== PROBLEM TO SOLVE ==
Please rewrite everything from the start of the records down to the line containing "Trace every instance of the pink" as a numbered list, leaving out blank lines.

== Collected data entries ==
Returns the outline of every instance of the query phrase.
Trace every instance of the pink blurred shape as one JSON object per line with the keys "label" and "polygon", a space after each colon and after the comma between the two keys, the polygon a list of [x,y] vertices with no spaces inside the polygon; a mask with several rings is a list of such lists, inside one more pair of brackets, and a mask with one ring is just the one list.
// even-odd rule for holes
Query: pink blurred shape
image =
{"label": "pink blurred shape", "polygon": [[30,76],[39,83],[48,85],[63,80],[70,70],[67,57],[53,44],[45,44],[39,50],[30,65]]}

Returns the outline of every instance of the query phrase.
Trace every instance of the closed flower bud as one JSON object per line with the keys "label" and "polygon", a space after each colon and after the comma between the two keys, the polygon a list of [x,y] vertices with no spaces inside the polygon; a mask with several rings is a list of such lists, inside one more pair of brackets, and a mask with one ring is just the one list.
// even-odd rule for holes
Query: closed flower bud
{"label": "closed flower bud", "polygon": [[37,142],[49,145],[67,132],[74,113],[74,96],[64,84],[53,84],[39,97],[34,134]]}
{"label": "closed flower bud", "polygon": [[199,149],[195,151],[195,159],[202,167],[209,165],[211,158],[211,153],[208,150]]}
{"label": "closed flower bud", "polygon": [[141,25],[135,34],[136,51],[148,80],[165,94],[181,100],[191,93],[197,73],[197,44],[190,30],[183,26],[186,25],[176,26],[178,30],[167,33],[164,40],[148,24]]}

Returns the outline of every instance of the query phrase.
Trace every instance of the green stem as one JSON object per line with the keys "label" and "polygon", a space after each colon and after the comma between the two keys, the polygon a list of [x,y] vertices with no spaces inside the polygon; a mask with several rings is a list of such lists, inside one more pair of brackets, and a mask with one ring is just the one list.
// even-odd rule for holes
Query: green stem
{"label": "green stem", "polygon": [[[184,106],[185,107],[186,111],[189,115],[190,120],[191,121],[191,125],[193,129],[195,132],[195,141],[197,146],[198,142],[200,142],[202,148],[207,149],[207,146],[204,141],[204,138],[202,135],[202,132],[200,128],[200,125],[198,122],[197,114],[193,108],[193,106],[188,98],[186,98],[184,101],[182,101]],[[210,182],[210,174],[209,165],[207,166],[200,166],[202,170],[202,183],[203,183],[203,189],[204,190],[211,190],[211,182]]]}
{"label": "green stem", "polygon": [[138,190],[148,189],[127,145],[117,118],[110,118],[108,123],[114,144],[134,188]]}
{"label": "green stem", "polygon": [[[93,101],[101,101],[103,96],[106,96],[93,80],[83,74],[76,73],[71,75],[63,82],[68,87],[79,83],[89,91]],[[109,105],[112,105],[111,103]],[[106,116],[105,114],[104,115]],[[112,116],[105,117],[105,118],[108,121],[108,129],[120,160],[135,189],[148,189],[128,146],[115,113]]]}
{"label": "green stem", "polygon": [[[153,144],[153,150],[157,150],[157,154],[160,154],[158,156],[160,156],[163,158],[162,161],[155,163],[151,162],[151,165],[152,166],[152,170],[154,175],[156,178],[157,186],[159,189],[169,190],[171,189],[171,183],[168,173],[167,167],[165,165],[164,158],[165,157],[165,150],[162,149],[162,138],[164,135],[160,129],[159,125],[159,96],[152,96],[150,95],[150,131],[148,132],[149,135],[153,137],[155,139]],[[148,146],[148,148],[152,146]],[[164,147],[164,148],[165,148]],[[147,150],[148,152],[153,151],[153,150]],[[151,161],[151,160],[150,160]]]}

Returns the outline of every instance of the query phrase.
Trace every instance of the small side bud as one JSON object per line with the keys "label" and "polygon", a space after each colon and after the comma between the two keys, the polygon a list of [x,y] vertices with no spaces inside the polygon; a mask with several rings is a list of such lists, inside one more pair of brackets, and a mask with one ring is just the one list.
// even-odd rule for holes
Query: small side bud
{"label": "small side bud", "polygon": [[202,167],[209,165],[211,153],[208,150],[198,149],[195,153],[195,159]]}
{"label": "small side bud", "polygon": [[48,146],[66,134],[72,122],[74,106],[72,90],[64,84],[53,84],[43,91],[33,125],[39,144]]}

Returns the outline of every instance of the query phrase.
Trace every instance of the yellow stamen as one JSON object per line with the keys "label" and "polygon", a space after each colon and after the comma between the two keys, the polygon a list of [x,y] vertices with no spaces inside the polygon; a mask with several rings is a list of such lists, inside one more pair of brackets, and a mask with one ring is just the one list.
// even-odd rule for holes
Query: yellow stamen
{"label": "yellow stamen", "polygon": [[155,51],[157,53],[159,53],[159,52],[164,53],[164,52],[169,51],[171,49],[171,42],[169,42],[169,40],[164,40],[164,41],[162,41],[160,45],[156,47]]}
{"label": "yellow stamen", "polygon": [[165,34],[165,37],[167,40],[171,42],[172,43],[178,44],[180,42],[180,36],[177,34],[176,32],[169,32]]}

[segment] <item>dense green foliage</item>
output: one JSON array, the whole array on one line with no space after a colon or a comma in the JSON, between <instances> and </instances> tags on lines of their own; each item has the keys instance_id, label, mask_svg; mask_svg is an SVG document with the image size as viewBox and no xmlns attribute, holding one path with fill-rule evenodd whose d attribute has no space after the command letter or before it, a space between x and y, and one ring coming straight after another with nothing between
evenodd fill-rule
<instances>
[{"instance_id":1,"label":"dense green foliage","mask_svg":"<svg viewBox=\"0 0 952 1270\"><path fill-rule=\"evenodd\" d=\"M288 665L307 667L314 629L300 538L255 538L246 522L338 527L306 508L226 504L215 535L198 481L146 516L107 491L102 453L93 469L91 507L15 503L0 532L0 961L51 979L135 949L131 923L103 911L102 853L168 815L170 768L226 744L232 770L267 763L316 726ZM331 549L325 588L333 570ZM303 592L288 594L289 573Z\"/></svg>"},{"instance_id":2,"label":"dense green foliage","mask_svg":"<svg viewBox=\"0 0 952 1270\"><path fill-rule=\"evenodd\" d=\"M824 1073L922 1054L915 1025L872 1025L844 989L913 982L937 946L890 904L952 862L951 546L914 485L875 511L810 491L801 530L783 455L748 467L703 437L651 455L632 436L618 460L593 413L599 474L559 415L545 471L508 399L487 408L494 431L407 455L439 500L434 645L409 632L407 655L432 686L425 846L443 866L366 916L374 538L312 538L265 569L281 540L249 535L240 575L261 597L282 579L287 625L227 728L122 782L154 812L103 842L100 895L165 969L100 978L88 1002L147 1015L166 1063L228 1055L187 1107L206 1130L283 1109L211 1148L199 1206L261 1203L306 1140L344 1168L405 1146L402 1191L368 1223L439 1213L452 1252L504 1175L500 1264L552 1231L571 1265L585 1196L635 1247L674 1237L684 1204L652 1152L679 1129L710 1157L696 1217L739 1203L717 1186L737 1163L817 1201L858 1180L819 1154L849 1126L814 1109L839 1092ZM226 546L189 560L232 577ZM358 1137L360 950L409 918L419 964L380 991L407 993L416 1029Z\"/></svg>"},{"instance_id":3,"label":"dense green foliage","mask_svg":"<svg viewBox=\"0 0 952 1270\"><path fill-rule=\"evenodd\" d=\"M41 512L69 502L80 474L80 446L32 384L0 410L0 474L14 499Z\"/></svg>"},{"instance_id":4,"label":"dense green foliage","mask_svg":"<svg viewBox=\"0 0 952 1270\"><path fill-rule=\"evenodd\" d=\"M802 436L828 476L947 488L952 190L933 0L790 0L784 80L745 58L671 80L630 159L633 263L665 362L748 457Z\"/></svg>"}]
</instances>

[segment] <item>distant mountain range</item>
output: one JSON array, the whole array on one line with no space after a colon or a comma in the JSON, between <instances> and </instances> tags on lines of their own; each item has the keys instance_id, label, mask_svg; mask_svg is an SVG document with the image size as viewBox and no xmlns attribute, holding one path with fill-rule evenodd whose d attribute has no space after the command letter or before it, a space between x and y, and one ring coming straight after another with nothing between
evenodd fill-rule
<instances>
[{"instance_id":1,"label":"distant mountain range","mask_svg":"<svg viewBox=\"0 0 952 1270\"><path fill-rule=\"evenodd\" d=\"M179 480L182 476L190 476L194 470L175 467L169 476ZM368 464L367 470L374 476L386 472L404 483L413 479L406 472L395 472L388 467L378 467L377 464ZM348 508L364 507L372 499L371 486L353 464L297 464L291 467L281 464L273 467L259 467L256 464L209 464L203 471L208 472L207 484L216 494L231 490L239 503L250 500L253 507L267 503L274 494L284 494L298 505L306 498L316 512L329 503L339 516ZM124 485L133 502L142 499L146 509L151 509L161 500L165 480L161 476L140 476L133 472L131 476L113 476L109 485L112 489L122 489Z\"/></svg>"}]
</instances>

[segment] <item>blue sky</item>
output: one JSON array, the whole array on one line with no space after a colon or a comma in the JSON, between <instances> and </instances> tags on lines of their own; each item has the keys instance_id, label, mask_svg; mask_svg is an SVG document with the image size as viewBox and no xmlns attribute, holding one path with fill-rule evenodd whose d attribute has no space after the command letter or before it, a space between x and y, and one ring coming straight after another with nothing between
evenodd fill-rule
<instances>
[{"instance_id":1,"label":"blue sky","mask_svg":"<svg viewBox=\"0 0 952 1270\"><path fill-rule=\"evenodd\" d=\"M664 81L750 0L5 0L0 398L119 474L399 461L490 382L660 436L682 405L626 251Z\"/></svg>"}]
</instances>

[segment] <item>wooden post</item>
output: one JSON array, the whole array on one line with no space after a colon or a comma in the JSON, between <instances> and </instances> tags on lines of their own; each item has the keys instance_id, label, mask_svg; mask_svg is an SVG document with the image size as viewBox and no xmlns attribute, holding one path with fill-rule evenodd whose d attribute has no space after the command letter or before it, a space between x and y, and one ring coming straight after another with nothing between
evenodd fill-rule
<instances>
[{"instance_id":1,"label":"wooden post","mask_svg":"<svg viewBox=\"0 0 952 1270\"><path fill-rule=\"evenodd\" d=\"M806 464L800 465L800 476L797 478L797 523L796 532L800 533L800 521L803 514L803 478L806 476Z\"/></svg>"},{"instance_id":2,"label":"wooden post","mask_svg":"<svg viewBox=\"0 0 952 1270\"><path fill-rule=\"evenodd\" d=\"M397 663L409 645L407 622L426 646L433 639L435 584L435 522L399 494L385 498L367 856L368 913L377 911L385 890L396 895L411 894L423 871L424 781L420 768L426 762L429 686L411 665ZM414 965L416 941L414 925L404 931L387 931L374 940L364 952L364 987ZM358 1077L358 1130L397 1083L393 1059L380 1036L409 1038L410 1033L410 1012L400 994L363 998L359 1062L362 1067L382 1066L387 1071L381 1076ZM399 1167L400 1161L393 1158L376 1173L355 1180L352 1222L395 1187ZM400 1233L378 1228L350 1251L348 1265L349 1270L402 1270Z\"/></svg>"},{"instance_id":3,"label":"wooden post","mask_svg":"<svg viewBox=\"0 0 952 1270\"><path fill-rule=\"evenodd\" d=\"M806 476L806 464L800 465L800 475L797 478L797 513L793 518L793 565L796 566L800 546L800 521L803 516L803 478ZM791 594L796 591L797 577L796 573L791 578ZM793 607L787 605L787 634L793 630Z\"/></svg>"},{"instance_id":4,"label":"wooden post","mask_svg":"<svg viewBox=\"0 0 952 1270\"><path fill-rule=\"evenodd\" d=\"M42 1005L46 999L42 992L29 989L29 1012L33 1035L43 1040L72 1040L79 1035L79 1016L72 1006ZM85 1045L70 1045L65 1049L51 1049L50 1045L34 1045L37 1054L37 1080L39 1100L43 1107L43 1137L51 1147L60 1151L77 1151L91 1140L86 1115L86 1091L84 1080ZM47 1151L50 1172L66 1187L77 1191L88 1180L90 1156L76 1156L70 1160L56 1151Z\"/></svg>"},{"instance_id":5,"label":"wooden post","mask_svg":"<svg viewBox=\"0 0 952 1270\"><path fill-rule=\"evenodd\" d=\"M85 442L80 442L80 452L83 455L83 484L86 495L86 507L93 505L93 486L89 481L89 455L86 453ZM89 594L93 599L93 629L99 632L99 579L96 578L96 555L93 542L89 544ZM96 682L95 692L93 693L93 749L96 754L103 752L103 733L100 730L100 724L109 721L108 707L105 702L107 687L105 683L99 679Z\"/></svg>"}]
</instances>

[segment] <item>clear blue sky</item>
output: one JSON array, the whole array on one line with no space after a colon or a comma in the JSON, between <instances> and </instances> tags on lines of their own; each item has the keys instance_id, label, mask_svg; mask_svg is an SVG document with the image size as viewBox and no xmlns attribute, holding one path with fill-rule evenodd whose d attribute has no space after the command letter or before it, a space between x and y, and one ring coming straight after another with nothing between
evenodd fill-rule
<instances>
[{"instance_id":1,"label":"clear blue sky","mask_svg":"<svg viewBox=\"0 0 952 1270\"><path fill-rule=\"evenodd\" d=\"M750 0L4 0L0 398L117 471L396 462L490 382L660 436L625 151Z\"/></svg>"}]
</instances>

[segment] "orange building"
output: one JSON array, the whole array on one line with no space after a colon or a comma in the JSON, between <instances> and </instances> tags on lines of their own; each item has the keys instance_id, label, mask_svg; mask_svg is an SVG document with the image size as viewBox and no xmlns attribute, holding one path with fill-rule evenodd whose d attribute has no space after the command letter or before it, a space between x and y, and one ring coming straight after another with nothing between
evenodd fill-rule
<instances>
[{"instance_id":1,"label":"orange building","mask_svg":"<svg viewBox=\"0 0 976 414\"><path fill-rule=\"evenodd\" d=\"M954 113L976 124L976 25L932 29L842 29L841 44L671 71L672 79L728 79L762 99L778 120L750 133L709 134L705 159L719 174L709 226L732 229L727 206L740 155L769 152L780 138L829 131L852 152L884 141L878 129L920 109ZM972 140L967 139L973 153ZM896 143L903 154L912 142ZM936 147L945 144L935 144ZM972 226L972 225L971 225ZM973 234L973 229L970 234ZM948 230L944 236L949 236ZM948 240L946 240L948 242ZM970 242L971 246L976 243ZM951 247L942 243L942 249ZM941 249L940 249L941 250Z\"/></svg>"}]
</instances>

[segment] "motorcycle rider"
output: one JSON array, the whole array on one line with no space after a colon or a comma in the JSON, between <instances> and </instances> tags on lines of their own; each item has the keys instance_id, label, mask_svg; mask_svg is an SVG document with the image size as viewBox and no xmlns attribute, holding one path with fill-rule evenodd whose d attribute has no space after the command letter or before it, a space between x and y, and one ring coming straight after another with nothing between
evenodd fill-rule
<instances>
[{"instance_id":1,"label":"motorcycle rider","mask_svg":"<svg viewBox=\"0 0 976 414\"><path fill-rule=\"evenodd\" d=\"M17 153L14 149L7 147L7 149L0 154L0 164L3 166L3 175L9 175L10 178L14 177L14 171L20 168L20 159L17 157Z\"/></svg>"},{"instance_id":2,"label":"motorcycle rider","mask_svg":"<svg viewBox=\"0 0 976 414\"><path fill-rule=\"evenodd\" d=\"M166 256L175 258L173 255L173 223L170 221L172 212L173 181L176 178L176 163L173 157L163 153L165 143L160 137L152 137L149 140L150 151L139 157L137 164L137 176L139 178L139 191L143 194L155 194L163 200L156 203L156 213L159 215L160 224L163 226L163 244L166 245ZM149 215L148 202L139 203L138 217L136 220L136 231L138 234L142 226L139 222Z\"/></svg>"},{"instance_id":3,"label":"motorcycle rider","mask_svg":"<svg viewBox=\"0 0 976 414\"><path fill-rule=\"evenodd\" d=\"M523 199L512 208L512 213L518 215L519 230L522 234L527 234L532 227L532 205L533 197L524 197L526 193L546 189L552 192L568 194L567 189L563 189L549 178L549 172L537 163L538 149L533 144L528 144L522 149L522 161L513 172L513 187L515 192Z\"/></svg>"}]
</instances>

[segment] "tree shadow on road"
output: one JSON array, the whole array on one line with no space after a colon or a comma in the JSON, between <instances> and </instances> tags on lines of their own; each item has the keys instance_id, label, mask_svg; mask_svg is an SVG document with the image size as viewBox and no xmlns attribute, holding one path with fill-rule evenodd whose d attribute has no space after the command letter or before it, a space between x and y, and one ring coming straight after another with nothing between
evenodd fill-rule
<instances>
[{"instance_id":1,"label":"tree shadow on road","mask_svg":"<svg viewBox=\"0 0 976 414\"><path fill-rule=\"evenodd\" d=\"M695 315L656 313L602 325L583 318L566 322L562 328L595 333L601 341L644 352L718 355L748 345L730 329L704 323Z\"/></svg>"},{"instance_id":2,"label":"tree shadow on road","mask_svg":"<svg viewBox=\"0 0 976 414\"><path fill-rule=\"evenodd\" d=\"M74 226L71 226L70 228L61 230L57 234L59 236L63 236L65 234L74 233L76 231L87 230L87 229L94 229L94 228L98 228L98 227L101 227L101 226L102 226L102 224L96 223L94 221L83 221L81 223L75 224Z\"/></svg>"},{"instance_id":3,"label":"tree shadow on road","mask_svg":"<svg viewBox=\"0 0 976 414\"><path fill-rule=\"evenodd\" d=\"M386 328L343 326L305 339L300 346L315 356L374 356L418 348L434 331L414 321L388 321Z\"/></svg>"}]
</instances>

== OUTPUT FOR THIS TASK ==
1. Returns the outline of every instance of the query phrase.
2. Trace every instance of the pink blurred shape as one JSON object per line with the keys "label" and "polygon", a space after each colon and after the comma between the two keys, the polygon a list of [x,y] vertices with no spaces inside the polygon; a mask with several rings is a list of such lists, inside one more pair of brackets, and a mask with one ring is just the one list.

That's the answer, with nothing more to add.